***** Teks Bacaan

BatamNow – Kepala Daerah (Kada) yang duduk “di singgasananya”, 92 persen dibiayai para Cukong saat Pilkada. Itu kata Menteri Koordinator bidang Politik Hukum dan Keamanan (Menkopolhukam) Moh. Mahfud MD.
Definisi Cukong berkonotasi negatif karena sering dirujuk kepada pengusaha-pengusaha yang terlibat dalam praktik korupsi, kolusi dan nepotisme (KKN) dalam perbisnisan mereka. (referensi dari Kamus Besar Bahasa Indonesia-KBBI).
Para Kada ala Cukong, habis-habisan melakukan korupsi kebijakan. “Hati-hati, ini lebih bahaya dari pada korupsi uang. Sangat merugikan rakyat,” tambah Mahfud.
Sebagai timbal balik saat Pilkada, take and give kepada Cukong pun berjalan.

**********
***** Bahan

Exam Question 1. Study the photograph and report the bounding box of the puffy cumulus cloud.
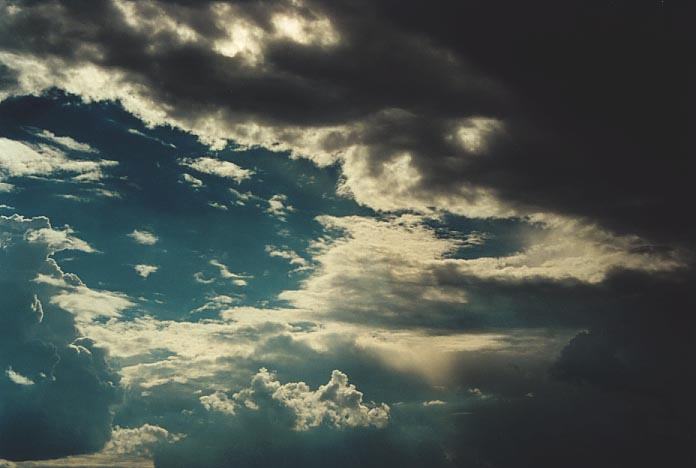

**********

Salin persis bagian teks bacaan mulai dari "Definisi Cukong berkonotasi" hingga "Besar Bahasa Indonesia-KBBI).", termasuk kata-kata penutup tersebut. Gunakan hanya teks bacaan sebagai acuan.

* _Hasil Tugas_
Definisi Cukong berkonotasi negatif karena sering dirujuk kepada pengusaha-pengusaha yang terlibat dalam praktik korupsi, kolusi dan nepotisme (KKN) dalam perbisnisan mereka. (referensi dari Kamus Besar Bahasa Indonesia-KBBI).